— Begin —

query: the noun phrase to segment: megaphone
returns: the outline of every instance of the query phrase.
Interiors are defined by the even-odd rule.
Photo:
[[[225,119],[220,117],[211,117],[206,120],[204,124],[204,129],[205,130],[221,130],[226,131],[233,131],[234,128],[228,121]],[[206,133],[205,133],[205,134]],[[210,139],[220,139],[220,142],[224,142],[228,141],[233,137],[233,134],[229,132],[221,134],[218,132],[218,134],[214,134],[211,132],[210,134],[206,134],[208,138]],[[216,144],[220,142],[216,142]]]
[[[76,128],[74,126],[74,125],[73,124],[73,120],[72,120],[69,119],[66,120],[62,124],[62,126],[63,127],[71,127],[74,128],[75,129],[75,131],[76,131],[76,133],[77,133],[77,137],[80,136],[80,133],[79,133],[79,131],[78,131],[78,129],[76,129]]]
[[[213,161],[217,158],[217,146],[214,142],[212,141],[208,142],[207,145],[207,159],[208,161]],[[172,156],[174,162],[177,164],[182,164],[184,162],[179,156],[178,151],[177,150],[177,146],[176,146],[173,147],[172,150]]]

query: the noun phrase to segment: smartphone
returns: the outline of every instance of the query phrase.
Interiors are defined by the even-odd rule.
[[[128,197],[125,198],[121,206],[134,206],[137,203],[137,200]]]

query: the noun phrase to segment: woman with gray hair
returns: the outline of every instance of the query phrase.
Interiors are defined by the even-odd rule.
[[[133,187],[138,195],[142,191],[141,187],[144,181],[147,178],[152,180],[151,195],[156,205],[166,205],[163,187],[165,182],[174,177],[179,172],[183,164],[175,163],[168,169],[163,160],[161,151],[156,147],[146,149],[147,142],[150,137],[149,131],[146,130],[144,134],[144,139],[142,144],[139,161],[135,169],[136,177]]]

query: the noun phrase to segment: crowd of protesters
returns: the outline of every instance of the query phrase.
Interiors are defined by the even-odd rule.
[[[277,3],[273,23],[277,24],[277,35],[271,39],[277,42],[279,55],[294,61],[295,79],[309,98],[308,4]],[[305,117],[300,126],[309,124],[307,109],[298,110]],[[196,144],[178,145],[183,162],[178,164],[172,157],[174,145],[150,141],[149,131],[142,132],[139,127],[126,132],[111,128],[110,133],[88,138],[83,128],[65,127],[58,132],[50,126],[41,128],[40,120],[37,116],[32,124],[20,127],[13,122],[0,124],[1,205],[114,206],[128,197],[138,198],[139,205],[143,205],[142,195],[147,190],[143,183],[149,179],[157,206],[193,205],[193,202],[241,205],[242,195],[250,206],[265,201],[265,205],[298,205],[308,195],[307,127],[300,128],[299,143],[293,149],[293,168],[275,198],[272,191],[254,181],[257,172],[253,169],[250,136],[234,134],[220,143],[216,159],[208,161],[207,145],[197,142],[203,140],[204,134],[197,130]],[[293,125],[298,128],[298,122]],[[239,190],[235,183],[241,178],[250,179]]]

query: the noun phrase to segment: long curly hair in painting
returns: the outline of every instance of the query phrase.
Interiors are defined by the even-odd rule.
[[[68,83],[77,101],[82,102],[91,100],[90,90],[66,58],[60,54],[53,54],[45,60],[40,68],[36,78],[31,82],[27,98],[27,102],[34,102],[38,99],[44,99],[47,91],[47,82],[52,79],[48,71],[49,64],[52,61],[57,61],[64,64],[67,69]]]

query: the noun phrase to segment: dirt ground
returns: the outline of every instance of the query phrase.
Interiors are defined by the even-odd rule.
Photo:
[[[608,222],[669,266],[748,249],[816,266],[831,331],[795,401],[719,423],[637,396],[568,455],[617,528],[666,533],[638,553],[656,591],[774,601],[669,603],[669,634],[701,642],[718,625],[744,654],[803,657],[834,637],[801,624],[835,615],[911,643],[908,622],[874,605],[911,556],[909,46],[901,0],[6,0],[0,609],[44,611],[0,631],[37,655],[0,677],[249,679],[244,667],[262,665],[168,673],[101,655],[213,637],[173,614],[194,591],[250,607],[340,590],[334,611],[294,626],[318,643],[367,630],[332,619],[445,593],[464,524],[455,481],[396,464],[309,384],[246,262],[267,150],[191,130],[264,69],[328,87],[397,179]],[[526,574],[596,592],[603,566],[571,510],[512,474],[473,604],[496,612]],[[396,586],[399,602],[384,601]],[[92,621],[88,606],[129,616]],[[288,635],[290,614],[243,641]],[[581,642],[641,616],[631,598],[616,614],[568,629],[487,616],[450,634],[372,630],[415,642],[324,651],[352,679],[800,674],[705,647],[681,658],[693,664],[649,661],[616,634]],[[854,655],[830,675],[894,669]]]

— End —

Rewrite all of the rows above, replacing "even-odd rule" with "nonzero winding rule" and changing nothing else.

query: the noun phrase to segment: megaphone
returns: the outline of every instance of the query phrase.
Interiors are defined by the nonzero winding rule.
Photo:
[[[225,119],[220,117],[211,117],[206,120],[204,124],[204,129],[205,130],[221,130],[226,131],[233,131],[234,128],[228,121]],[[206,133],[205,133],[205,134]],[[210,139],[220,139],[220,142],[224,142],[228,141],[233,137],[233,134],[229,132],[221,134],[218,132],[218,134],[214,134],[211,132],[210,134],[206,134],[208,138]],[[216,144],[220,142],[216,142]]]
[[[76,128],[74,126],[74,125],[73,124],[73,120],[72,120],[69,119],[66,120],[62,124],[62,126],[63,127],[71,127],[74,128],[75,129],[75,131],[76,131],[76,133],[77,133],[77,137],[80,136],[80,133],[79,133],[79,131],[78,131],[78,129],[76,129]]]
[[[213,161],[217,158],[217,146],[214,142],[212,141],[208,142],[207,145],[207,159],[208,161]],[[172,156],[174,162],[177,164],[182,164],[184,162],[179,156],[178,151],[177,150],[177,146],[176,146],[173,147],[172,150]]]

query: the noun phrase to segment: smartphone
returns: the outline of every instance of the query phrase.
Interiors are defined by the nonzero winding rule.
[[[128,197],[125,198],[121,206],[134,206],[137,203],[137,200]]]

query: the noun phrase to segment: woman with gray hair
returns: the outline of every instance of the query phrase.
Interiors are defined by the nonzero winding rule.
[[[133,187],[138,195],[142,191],[141,187],[144,181],[147,178],[152,180],[151,195],[156,205],[166,205],[163,187],[165,182],[174,177],[179,172],[183,164],[175,163],[168,169],[163,160],[161,151],[156,147],[146,149],[147,142],[150,137],[149,131],[146,130],[144,134],[144,139],[142,144],[139,161],[135,169],[136,177]]]

query: the noun phrase to segment: crowd of protesters
returns: the outline of every instance of the query phrase.
Interiors are defined by the nonzero winding rule.
[[[277,3],[273,23],[277,24],[277,35],[271,39],[277,42],[279,55],[294,61],[295,79],[309,98],[308,4]],[[305,117],[300,126],[309,124],[307,109],[298,110]],[[196,144],[178,145],[183,162],[178,164],[172,157],[174,145],[150,141],[149,131],[142,132],[139,127],[126,132],[111,128],[110,133],[88,138],[83,128],[65,127],[58,132],[50,126],[41,128],[40,120],[37,116],[32,124],[20,127],[13,122],[0,124],[1,205],[114,206],[128,197],[138,198],[139,205],[143,205],[142,195],[147,190],[143,183],[149,179],[157,206],[193,205],[193,202],[241,205],[242,195],[250,206],[265,201],[265,205],[298,205],[308,195],[307,127],[300,128],[299,143],[293,149],[293,168],[275,198],[272,191],[254,181],[257,172],[253,169],[250,136],[234,134],[220,143],[216,159],[208,161],[207,145],[197,142],[203,140],[204,134],[197,130]],[[293,125],[298,128],[298,122]],[[239,190],[235,183],[241,178],[250,179]]]

query: the noun phrase to segment: long curly hair in painting
returns: the outline of every instance of the query phrase.
Interiors are defined by the nonzero winding rule.
[[[68,83],[77,101],[82,102],[91,100],[90,90],[66,58],[60,54],[53,54],[45,60],[40,68],[36,78],[31,82],[27,98],[27,102],[34,102],[38,99],[44,99],[47,91],[47,82],[52,79],[48,71],[49,64],[52,61],[57,61],[64,64],[67,69]]]

query: the noun phrase to segment: dirt ground
returns: the outline of every instance of the query phrase.
Interiors are defined by the nonzero winding rule.
Photo:
[[[608,222],[669,266],[748,249],[816,266],[831,331],[795,401],[719,423],[637,396],[568,455],[617,528],[666,533],[638,553],[656,591],[774,601],[669,603],[669,634],[701,642],[718,625],[744,654],[803,657],[834,637],[801,624],[835,615],[911,643],[908,622],[874,605],[911,556],[909,46],[901,0],[6,0],[0,609],[44,611],[0,631],[37,655],[0,677],[249,679],[244,667],[262,665],[168,673],[101,655],[213,637],[173,614],[194,591],[250,607],[340,590],[334,611],[294,626],[318,643],[367,630],[332,619],[445,593],[464,524],[455,481],[396,464],[309,384],[246,262],[267,150],[191,130],[264,69],[328,87],[397,179]],[[526,574],[596,592],[603,566],[571,510],[512,474],[473,604],[496,612]],[[396,586],[399,602],[384,601]],[[92,621],[88,606],[129,616]],[[288,635],[290,614],[243,641]],[[581,642],[641,616],[631,598],[616,614],[568,629],[487,616],[450,634],[372,630],[415,642],[324,651],[352,679],[800,674],[705,647],[681,658],[693,664],[649,661],[616,634]],[[854,655],[830,675],[894,669]]]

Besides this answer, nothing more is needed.